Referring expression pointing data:

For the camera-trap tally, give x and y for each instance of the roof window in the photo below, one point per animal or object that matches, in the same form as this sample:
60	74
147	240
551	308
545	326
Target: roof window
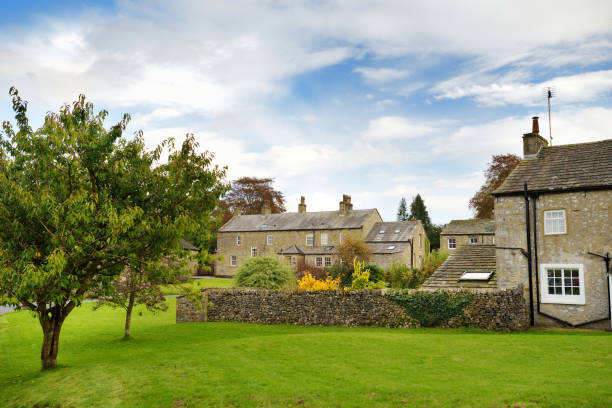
476	275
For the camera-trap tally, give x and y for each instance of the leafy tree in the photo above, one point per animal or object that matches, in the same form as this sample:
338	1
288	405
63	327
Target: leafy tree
498	169
248	195
402	211
80	203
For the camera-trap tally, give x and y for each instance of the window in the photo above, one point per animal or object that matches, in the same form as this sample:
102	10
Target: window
554	222
309	240
562	284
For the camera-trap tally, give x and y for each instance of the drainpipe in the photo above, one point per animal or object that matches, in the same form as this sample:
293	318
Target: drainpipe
529	269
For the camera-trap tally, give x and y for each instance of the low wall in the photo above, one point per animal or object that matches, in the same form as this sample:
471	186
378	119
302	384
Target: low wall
497	310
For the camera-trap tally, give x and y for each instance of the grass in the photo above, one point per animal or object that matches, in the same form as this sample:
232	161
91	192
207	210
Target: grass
247	365
200	283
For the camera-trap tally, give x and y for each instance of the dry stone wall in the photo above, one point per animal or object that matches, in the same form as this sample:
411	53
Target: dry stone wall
503	310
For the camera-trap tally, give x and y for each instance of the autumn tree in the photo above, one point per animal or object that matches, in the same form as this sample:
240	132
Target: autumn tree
402	211
80	203
498	169
248	195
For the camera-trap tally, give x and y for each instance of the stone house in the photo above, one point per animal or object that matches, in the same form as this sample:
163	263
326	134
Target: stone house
312	237
553	217
457	233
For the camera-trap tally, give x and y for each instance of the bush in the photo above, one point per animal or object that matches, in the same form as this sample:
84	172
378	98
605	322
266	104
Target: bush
309	282
340	271
401	276
377	273
264	272
432	308
432	261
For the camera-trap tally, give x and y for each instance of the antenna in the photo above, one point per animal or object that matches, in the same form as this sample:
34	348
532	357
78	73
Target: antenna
549	92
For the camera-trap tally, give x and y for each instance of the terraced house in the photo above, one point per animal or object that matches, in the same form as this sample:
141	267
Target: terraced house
312	237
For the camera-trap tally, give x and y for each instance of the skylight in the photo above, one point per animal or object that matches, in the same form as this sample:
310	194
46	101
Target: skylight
476	275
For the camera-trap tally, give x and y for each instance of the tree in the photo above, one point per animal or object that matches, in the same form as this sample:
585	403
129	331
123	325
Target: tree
402	211
80	203
498	169
248	195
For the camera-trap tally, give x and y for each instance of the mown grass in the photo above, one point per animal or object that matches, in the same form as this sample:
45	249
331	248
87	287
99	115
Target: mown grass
199	283
247	365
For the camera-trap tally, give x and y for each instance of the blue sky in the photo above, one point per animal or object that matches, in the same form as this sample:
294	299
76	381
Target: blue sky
377	100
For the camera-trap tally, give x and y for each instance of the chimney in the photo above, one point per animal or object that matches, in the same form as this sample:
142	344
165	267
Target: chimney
265	209
533	142
345	204
302	205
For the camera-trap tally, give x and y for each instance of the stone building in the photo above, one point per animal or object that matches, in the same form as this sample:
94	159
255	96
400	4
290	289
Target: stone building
553	233
312	237
461	232
565	194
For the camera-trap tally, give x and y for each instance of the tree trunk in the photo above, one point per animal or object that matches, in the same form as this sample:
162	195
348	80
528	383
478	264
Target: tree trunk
128	315
51	329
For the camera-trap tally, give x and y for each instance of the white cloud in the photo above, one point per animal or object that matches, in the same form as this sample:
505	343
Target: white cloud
396	127
380	75
577	88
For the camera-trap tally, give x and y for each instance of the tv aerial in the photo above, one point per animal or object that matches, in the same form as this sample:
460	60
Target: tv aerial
549	92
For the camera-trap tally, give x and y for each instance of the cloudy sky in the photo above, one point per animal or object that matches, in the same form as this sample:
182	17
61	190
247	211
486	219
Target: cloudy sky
379	100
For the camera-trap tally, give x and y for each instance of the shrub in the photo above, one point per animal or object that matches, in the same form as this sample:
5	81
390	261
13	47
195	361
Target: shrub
432	308
309	282
302	268
401	276
340	271
376	272
432	261
264	272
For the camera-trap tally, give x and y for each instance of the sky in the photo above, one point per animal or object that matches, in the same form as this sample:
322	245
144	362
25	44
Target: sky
378	100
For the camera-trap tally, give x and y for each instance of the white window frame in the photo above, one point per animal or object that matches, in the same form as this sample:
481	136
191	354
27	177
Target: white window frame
563	298
309	239
549	223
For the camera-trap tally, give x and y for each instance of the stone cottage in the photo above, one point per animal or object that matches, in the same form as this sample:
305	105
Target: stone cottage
312	237
553	233
556	206
461	232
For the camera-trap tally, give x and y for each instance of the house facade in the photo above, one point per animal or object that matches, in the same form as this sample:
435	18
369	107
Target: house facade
308	237
457	233
556	206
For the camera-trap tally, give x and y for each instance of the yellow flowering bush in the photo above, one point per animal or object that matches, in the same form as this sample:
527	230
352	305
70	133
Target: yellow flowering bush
309	282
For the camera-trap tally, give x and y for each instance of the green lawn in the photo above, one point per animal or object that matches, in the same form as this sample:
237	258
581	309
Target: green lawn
200	283
236	365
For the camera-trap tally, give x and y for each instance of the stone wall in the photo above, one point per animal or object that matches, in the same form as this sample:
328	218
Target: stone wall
589	228
501	310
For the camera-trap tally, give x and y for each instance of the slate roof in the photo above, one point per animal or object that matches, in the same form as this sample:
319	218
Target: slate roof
581	166
379	248
464	258
404	228
318	220
469	227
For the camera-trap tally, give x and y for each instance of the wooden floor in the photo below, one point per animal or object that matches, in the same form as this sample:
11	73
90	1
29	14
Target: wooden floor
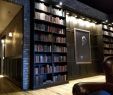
8	88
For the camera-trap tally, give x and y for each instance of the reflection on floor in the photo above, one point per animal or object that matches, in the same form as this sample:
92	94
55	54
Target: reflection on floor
7	88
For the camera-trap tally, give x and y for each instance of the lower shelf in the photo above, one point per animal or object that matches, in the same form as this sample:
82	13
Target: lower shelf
50	84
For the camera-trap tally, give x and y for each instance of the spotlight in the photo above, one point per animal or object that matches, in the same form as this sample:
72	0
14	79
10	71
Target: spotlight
60	3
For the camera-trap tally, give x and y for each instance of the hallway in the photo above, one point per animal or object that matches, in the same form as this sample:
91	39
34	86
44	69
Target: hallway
8	88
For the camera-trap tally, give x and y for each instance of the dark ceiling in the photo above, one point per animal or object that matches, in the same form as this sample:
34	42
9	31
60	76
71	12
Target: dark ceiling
105	6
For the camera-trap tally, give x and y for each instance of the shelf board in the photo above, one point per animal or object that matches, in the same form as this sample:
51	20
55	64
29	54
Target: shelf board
59	52
51	84
43	74
46	32
38	52
108	48
47	22
63	44
43	42
41	32
108	54
108	42
107	30
108	36
60	72
59	62
37	64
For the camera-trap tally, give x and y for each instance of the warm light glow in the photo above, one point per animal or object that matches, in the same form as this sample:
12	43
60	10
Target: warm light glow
42	6
76	16
10	34
92	24
81	22
60	3
2	41
106	21
87	23
1	76
83	18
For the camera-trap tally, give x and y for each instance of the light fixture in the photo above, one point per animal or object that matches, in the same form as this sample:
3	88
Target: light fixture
10	34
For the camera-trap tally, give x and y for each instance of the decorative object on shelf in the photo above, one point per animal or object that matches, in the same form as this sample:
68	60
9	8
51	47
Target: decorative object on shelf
49	49
82	46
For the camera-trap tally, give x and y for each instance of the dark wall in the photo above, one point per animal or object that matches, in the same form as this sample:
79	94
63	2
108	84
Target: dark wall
83	70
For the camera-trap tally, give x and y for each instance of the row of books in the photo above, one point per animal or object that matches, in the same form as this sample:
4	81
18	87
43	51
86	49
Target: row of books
48	38
108	33
43	7
60	39
108	27
43	69
108	51
48	48
45	38
49	18
42	59
48	28
59	77
42	48
43	79
60	49
60	68
59	58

# What you will do:
Check the records above and copy each line that has the string "below".

# Solved problem:
For the camera-trap tally, give x and y for each instance of the roof window in the photo below, one point per animal or object that matches, in the same form as this sample:
For the camera-trap tally, give x and y for each instance of the wooden floor in the photo below, one point per animal or object that matches, in the same form as this sample:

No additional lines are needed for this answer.